* [GIVEN PASSAGE]
NCI Initiative to Speed Development of Childhood Cancer Therapies
, by NCI Staff
NCI has awarded grants to five research teams to participate in its Pediatric Preclinical Testing Consortium (PPTC).
The PPTC is designed to address an important barrier to developing new drugs for the treatment of childhood cancers: producing reliable data from studies involving laboratory and animal models—often referred to as preclinical models—that can help to prioritize which agents to pursue in human clinical trials.
“Effective prioritization of potential drug candidates is critical,” stressed Malcolm Smith, M.D., Ph.D., associate branch chief of Pediatrics in NCI’s Cancer Therapy Evaluation Program. “There is a large universe of anticancer agents being developed for adult cancers, but because of the relatively small number of children with specific cancers, only a limited number of these agents can be studied in pediatric clinical trials.”
The five research teams were selected to conduct preclinical testing for specific childhood cancers based on their experience and on the preclinical models that they have previously developed, Dr. Smith explained.
Each team’s models have undergone comprehensive genomic analyses to demonstrate that they closely resemble the genetic alterations seen in the respective human cancers for which they were selected.
The principal investigators of each research team include:
- Richard Gorlick, M.D., Albert Einstein College of Medicine (New York, NY): Osteosarcoma
- Peter Houghton, Ph.D., Greehey Children’s Cancer Research Institute (San Antonio, TX): Sarcoma and renal cancers
- Xiao-Nan Li, M.D., Ph.D., Baylor College of Medicine (Houston, TX): Brain cancers
- John Maris, M.D., Children’s Hospital of Philadelphia: Neuroblastoma
- Richard Lock, Ph.D., Children’s Cancer Institute (Sydney, Australia): Leukemia
The foundation for the PPTC, Dr. Smith continued, was the Pediatric Preclinical Testing Program (PPTP), a decade-long initiative in which NCI worked with more than 50 pharmaceutical companies to test novel agents in PPTP-provided preclinical models.

* [GIVEN ENTRIES]

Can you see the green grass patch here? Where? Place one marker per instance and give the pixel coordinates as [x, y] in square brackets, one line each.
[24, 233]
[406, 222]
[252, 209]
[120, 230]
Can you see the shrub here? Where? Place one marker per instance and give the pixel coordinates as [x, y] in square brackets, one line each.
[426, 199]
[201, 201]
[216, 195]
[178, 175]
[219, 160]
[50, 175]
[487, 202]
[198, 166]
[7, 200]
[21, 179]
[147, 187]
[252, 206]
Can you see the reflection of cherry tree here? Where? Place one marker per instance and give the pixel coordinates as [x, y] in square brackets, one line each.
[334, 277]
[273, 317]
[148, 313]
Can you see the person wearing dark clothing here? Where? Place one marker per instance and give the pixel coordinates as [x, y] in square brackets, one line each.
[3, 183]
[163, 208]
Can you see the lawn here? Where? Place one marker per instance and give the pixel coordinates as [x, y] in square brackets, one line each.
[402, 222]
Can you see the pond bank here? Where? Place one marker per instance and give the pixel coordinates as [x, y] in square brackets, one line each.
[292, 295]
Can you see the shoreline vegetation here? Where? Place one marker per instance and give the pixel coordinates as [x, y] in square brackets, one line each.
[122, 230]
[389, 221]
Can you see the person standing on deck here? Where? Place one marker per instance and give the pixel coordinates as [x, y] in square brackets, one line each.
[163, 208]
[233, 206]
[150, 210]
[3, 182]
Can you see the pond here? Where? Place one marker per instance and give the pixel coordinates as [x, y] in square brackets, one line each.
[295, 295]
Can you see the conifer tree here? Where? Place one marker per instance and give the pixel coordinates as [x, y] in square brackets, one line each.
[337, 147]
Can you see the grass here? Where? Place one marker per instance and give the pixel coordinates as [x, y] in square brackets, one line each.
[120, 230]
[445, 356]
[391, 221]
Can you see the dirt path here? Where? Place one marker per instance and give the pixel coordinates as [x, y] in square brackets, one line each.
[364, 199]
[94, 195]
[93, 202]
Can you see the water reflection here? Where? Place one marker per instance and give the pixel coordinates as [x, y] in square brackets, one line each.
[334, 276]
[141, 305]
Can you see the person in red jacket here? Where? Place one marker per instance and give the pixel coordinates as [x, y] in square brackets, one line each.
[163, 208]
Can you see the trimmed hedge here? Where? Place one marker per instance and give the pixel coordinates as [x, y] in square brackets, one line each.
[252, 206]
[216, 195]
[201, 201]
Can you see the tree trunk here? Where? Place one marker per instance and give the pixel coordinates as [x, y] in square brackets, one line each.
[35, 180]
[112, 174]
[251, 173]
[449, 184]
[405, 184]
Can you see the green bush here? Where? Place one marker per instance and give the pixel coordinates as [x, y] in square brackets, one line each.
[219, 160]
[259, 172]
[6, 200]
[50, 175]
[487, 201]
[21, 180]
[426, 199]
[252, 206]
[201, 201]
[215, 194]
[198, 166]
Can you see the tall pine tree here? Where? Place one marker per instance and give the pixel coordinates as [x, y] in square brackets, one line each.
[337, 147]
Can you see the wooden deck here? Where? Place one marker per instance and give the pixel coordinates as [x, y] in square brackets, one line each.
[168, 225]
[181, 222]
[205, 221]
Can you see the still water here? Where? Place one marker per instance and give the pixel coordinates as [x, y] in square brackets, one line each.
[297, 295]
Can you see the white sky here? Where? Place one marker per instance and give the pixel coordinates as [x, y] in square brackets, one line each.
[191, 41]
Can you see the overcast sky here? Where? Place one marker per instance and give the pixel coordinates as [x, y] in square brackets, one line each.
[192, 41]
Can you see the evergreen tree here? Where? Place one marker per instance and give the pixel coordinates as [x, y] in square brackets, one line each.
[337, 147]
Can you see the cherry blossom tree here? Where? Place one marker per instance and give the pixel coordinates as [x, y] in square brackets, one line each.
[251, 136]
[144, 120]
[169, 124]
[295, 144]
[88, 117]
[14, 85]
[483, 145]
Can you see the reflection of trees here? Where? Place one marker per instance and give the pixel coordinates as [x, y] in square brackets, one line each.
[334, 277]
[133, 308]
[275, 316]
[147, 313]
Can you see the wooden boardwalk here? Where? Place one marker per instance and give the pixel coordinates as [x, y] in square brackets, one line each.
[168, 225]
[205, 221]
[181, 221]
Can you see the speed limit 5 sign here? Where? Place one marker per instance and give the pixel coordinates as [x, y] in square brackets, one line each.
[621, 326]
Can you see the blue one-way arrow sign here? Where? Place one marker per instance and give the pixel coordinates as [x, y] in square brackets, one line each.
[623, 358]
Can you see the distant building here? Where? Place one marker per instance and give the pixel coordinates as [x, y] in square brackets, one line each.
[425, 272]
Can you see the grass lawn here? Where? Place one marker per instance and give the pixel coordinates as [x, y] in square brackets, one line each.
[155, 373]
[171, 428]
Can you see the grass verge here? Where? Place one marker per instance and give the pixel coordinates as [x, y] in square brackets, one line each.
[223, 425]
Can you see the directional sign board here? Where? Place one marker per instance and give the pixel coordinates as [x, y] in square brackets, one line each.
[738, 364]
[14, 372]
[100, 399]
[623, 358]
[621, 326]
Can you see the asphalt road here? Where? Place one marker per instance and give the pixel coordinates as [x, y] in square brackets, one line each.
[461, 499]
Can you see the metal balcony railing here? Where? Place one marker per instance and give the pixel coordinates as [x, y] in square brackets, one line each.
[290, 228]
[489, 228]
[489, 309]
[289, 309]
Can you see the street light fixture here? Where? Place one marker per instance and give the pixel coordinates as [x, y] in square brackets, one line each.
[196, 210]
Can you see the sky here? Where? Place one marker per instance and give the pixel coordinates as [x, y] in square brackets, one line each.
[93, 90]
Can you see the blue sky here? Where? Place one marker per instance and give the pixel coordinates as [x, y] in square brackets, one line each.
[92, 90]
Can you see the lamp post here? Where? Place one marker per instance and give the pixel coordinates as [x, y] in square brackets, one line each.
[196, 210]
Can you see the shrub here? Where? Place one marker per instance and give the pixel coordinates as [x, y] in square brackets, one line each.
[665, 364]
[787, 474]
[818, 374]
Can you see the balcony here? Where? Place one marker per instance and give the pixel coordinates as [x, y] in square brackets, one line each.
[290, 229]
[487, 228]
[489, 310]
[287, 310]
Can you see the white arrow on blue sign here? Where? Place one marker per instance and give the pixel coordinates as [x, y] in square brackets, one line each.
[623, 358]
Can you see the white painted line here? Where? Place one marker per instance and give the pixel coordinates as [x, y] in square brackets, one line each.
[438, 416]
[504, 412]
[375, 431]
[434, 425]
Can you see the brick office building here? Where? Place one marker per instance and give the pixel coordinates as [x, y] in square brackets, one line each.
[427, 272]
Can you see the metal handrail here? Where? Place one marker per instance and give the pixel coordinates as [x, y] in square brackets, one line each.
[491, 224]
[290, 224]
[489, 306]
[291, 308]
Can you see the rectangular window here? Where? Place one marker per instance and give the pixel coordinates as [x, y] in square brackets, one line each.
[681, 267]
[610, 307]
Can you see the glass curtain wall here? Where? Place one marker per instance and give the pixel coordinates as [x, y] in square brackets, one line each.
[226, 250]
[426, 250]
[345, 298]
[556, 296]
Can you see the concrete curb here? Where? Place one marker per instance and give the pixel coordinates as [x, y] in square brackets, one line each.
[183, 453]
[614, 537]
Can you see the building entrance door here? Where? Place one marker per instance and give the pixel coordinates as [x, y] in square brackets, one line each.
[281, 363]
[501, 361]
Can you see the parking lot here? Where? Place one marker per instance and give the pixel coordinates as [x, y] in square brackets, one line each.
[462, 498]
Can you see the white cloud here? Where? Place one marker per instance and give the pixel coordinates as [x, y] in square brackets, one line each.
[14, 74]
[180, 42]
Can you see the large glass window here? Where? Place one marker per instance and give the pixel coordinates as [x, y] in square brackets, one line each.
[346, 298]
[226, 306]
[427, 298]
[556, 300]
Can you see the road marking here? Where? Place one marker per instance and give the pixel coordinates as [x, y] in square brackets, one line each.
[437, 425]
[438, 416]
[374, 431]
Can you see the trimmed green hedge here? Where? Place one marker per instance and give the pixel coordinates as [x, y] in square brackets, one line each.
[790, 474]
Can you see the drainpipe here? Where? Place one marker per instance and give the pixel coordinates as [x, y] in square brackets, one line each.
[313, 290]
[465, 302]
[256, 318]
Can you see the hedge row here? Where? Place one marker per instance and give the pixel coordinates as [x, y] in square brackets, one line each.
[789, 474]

* [TASKS FOR THIS EXERCISE]
1. Decide whether each statement agrees with the article on NCI's pediatric testing consortium: (a) NCI gave grants to five research teams to join the PPTC. (b) The Baylor College of Medicine team was chosen to test leukemia. (c) In the PPTP, NCI worked with more than 50 pharmaceutical companies. Answer each with yes or no and quote the words of the article that settle it.
2. Resume the article on NCI's pediatric testing consortium, picking up right after its final sentence.

* [RESPONSES FOR EACH TASK]
1.
(a) Yes: "NCI has awarded grants to five research teams to participate in its Pediatric Preclinical Testing Consortium (PPTC)."
(b) No: "Xiao-Nan Li, M.D., Ph.D., Baylor College of Medicine (Houston, TX): Brain cancers"
(c) Yes: "NCI worked with more than 50 pharmaceutical companies to test novel agents in PPTP-provided preclinical models."

2.
One of the most important findings from the PPTP was that many agents that have shown efficacy against adult cancers had limited activity in pediatric preclinical models, he said.
Some investigational drugs did show substantial activity in several models, however, including the MEK inhibitor selumetinib in gliomas with mutations in the BRAF gene and the PARP inhibitor talazoparib (in combination with low-dose temozolomide) for Ewing sarcoma. Both of these agents are now being tested in ongoing pediatric clinical trials.
The PPTP and other research teams have also shown that preclinical testing, when combined with knowledge about the relative drug exposures that can be tolerated by mice and humans, “provides powerful insight into the likely clinical utility of experimental agents,” Dr. Smith said.
As the NCI representatives on the PPTC steering committee, Dr. Smith and Beverly Teicher, Ph.D., of NCI’s Developmental Therapeutics Program, will work with the PPTC research teams to promote collaborations with pharmaceutical companies and academic laboratories for the testing of promising experimental agents against well-characterized childhood cancer preclinical models, he added.